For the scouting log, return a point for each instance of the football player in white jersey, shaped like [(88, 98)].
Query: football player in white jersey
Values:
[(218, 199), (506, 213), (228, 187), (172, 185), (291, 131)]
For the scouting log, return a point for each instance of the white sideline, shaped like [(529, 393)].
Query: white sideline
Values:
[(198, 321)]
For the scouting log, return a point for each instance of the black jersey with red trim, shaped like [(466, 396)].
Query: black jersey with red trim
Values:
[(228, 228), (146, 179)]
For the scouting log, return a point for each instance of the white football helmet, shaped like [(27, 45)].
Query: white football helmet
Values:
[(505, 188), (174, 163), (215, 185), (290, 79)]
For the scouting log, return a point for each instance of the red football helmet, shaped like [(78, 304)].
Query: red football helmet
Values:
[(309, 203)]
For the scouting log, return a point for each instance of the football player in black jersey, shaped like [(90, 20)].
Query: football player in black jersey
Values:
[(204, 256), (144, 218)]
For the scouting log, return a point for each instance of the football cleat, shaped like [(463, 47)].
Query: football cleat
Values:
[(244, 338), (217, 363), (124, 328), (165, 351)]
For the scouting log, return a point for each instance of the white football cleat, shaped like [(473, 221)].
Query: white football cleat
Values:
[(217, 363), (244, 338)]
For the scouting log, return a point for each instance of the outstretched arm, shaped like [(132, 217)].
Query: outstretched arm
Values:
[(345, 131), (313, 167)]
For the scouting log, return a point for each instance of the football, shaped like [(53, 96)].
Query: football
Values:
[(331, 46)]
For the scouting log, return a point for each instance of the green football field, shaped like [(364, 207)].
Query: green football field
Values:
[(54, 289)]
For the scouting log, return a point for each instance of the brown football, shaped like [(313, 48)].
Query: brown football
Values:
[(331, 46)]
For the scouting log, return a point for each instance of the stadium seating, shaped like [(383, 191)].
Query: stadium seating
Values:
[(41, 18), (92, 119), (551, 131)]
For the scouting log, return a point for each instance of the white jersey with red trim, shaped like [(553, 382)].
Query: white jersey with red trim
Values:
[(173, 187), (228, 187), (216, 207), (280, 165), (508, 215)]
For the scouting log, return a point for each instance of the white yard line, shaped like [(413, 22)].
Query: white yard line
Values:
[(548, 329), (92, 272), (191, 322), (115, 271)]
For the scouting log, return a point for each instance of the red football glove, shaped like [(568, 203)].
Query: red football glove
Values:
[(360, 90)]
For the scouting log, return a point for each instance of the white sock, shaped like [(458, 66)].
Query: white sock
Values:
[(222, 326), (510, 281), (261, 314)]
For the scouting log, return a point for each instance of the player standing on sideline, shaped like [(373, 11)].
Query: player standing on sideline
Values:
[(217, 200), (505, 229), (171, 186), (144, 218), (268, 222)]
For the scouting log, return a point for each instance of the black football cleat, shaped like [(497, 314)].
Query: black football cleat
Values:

§

Assigned task: Reproduce exactly the lines from the one containing "like [(373, 11)]." through the last line of the records above, including both, and nothing else.

Written response:
For the scouting log, return a point for each instance of the player standing on sideline, shaped like [(373, 11)].
Query: player standing on sideline
Values:
[(217, 200), (505, 229), (171, 186), (144, 218), (268, 222)]
For the scouting log, return a point for each instance of the black football cleat, shaped like [(497, 314)].
Query: black football cleat
Values:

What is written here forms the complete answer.